▶ **Forumsauszug**
..........
Also ich fische Rollen: Die oben gennante und eine super baitrunner aero xtea 6000 ( 125€)
Ruten: Kogha crownlake carp (45€ die reicht für meine zwecke) und eine shimano forcemaster specimen in 12", 3lb und playing action


----------



## Aulanocara (7. Dezember 2007)

*AW: Was investiert ihr so in eure Ruten&Rollen?*

Hi fische Fox Warrior ES je 75 €, 2 Daiwa Emcast advanced 6000 130€, 1 daiwa evo 100€ ,


----------



## Master Hecht (7. Dezember 2007)

*AW: Was investiert ihr so in eure Ruten&Rollen?*

ich hatte ne kogha freilaufrolle, einmal geangelt, schon ging die bremse auf einmal nicht mehr, jetzt hab ich ne schöne abu garcia, und ich weiß darauf ist verlasss.
..........
▶ **Pflichtaufgaben**
#1 Welcher Preis steht im Forumsauszug bei der Rute Kogha Crownlake Carp?
#2 Führe den Forumsauszug über Angelruten und -rollen nach seinem letzten Satz weiter.
Das Material hat mit dem Forumsauszug nichts zu tun.
..........
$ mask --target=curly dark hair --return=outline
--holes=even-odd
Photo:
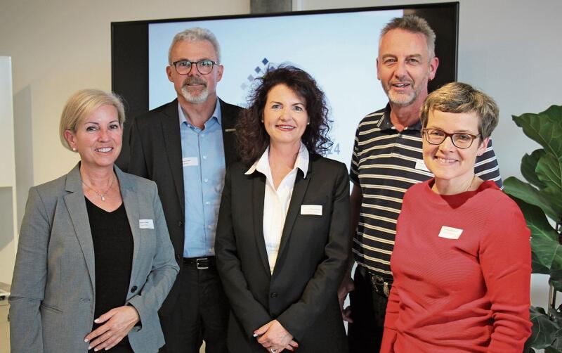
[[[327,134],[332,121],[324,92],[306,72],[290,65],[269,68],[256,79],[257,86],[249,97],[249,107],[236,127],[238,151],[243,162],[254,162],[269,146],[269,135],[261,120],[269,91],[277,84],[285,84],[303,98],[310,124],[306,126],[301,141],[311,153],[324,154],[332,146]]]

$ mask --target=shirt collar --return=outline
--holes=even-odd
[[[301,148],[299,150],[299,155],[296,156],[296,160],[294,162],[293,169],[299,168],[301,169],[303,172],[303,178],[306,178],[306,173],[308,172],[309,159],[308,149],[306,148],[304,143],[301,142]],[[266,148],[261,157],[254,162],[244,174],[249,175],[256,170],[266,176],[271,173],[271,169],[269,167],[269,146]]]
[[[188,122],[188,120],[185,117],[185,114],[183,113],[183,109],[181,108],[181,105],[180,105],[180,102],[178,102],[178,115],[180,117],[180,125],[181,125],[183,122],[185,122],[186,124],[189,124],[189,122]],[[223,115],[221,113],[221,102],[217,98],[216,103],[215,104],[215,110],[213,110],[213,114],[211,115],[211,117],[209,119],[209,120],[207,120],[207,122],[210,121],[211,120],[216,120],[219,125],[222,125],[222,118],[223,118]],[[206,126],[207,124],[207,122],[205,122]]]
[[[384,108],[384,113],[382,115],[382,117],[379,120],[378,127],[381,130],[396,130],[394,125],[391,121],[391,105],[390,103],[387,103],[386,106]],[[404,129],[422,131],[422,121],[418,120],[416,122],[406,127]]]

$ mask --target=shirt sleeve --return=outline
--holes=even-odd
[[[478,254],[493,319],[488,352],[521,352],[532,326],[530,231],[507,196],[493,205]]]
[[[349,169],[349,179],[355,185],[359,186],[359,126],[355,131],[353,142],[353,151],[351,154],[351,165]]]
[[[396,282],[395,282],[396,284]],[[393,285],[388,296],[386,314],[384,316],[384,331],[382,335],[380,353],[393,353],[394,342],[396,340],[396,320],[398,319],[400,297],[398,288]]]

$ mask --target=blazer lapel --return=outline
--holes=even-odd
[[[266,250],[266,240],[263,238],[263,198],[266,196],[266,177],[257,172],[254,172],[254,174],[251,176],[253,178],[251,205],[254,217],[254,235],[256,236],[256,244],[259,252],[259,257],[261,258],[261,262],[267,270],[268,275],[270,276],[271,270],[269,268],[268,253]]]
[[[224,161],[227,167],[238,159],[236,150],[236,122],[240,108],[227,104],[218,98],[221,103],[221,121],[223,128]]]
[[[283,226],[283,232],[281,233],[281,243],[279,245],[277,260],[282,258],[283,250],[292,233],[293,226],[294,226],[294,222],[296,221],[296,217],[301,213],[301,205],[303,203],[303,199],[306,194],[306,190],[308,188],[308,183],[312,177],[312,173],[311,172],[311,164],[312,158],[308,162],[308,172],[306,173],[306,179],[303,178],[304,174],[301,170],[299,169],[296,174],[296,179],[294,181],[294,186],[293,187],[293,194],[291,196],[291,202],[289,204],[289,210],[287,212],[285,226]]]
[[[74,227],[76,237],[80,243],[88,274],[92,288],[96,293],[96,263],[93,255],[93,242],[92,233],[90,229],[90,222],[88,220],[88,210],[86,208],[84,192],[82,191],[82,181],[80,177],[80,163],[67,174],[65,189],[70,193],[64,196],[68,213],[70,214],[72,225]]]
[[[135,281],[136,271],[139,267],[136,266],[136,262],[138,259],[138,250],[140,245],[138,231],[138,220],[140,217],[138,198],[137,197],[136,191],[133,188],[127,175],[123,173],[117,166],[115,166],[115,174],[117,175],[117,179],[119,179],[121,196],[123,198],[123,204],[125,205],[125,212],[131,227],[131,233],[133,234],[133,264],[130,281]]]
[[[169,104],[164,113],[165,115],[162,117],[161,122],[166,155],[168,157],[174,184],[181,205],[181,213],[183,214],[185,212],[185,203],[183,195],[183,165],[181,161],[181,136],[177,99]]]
..........
▶ **Antworten nach Aufgabe**
#1 45 €

#2
----------



## Master Hecht (7. Dezember 2007)

*AW: Was investiert ihr so in eure Ruten&Rollen?*

ich muss aber auch ma sagen, das man unbedingt teures gerät brauch, ich finde viel eher sollte es zu einem passen, ich hatte ma ne teure cormoran rute-40g wurfgewicht, ist bei 20g abgeknickt, nie wieder hole ich mir ne cormoran, ich habe jetzt ne keine ahnung welche marke das ist für 20 euro und komme damit bestens klar.


----------



## Donauhannes (7. Dezember 2007)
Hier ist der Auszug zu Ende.